* **EXERCISE AIM**
Rewrite every line of the entries from the one containing "Could you point out the bird's wing" through the end of the entries, inclusive, offsetting each coordinate value by -98.

* **TASK MATERIAL**
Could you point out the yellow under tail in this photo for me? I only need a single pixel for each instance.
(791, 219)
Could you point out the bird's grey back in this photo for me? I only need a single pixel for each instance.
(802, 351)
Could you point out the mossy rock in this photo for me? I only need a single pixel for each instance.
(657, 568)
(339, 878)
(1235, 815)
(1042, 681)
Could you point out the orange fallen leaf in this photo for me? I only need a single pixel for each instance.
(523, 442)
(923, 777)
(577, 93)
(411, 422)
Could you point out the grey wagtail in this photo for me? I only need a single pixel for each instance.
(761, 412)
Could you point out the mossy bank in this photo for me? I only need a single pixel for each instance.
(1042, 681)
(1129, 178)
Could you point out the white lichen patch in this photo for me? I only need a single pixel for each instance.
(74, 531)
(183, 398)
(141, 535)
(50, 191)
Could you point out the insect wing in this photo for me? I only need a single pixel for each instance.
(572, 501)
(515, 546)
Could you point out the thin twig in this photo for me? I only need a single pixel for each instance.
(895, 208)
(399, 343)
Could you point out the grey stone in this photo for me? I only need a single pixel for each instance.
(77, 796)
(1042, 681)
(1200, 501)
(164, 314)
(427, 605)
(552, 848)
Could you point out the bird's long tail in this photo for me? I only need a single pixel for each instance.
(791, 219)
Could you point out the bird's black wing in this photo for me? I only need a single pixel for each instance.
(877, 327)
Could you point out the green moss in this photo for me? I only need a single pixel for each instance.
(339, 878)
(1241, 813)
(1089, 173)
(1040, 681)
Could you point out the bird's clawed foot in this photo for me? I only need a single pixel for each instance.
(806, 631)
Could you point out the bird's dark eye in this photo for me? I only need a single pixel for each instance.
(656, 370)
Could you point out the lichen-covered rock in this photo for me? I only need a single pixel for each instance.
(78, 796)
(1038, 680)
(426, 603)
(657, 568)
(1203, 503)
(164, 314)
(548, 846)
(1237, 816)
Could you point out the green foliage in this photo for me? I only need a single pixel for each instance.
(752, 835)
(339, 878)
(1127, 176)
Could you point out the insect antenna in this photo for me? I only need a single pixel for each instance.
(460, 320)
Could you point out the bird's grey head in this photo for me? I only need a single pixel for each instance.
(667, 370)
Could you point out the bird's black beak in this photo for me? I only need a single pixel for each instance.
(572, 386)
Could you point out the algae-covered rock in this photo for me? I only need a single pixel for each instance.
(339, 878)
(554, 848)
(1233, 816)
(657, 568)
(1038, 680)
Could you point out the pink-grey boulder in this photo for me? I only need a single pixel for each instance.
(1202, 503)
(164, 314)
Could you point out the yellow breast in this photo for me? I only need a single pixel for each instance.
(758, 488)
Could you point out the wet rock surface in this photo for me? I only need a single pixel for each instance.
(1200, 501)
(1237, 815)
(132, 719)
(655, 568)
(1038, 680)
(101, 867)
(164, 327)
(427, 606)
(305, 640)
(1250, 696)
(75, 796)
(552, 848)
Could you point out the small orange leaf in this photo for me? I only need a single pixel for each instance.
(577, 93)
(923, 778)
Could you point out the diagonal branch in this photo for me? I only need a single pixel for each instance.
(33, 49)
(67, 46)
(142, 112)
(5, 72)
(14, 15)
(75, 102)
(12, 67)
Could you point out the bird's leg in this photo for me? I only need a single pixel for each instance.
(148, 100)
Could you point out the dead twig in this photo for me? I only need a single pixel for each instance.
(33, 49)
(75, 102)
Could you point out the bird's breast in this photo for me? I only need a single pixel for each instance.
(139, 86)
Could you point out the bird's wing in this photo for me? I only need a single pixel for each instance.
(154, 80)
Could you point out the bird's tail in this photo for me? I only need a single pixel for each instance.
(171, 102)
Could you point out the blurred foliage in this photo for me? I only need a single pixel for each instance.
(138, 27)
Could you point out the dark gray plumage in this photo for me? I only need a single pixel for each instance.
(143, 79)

* **RESPONSE TO THIS EXERCISE**
Could you point out the bird's wing in this photo for me? I only need a single pixel for each instance.
(56, -18)
Could you point out the bird's tail in this photo for me? I only need a single pixel for each instance.
(73, 4)
Could you point out the blurred foliage in this photo for me? I only need a single pixel for each instance.
(40, -71)
Could you point out the dark gray plumage in this photo for me? I only need a single pixel for each instance.
(45, -19)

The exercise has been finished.